* [Kaynak metin]
--------------------
Serbeste piyasa ekonomisi, ne yazık ki tekelleşmeyi hızlandırmakta, büyük firmalar piyasaya hakim hale gelmektedir. Oysa butik üretim sistemleri Türk tarımının yapısına daha uygun görünmektedir.
Tarım arazilerinin çok parçalı oluşu, üretimin % 80'inin küçük aile işletmeleri tarafından gerçekleştirilmesi, butik üretim sistemlerini mevcut yapıya daha uygun hale getirmektedir. Bununla birlikte, butik işletmelerin sıcak para döngüsünde zorlanmaları, sürdürülebilirliklerini kısıtlamaktadır. Hal böyle olunca gıda işleme ve pazarlama yapısı büyük firmaların eline geçmektedir. Neticede ne damak zevki ne de istenen tatlar kalmaktadır. Butik işletmelerin ürettiği değerli ürünler, aslında piyasada daha yüksek değerden işlem görmelidir. Aksi takdirde birim ürün başına maliyeti düşüren büyük firmaların ürünleri daha kolay alıcı bulmaktadır.
Süt ürünlerindeki yol haritasını hemen herkes bilmektedir. Süt sektöründeki büyük firmalar, sekiz on ilden topladıkları sütü, peynir, yoğurt, ayran gibi ürünlere işlemektedirler. Yöreye veya bölgeye ait tat, aroma ve lezzet tamamen kaybolmaktadır. Bu meyanda Ezine Peynirine değer kazandıran yöresel işlemlerdir. Sadece Ezine ve çevresinden toplanan sütlerle elde edilen süt ürünleri farklılık göstermektedir.
Hayvansal üretimde de bazı bölgelerde işletmeler büyümektedir. Bu işletmelerin yöreye özgü ürün üretmeleri neredeyse imkânsızdır. Çok farklı bölgelerden ot, silaj ve fabrika yemi tedarik eden bu büyük hayvancılık işletmelerinin farklılık gösteren et ve süt üretmeleri mümkün değildir. Bulunduğu coğrafyaya özgü ürün eldesi, ancak mevcut meralardan yararlanmayla mümkün olabilir.
--------------------
* [Alıntılanan veriler]
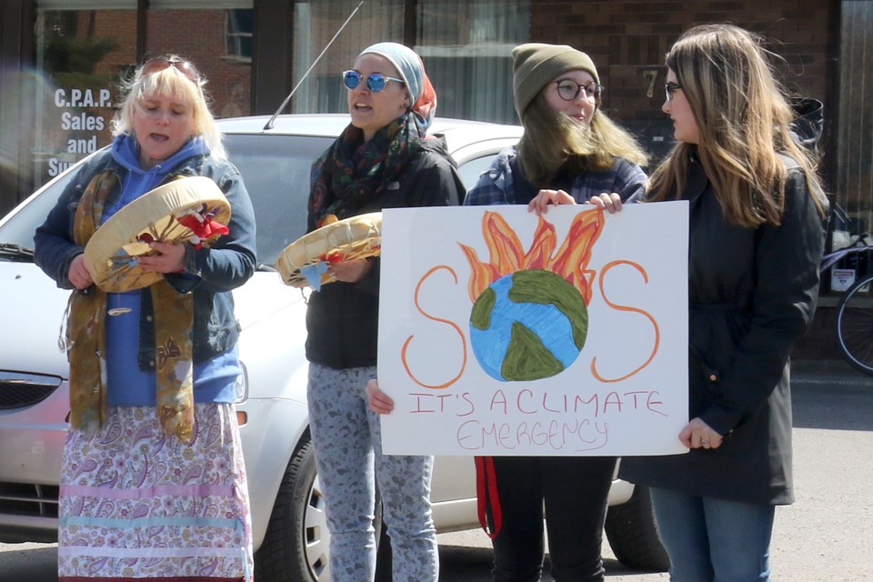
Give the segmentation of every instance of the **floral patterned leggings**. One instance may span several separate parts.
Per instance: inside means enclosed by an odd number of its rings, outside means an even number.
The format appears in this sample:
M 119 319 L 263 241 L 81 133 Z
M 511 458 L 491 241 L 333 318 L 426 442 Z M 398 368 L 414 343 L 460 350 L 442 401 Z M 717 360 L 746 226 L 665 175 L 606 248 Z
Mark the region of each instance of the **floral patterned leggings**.
M 433 457 L 382 454 L 377 414 L 364 388 L 376 366 L 309 364 L 309 424 L 330 530 L 330 579 L 376 575 L 376 486 L 388 527 L 395 582 L 436 582 L 439 558 L 430 508 Z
--------------------
* [Kısa alıştırma]
Butik üretimle ilgili metinden, "Serbeste piyasa ekonomisi, ne" sözlerinin geçtiği yerden başlayan ve "daha uygun görünmektedir." sözlerinden sonra biten bölümü hiç değiştirmeden yazın.

* [Problemin çözümü]
Serbeste piyasa ekonomisi, ne yazık ki tekelleşmeyi hızlandırmakta, büyük firmalar piyasaya hakim hale gelmektedir. Oysa butik üretim sistemleri Türk tarımının yapısına daha uygun görünmektedir.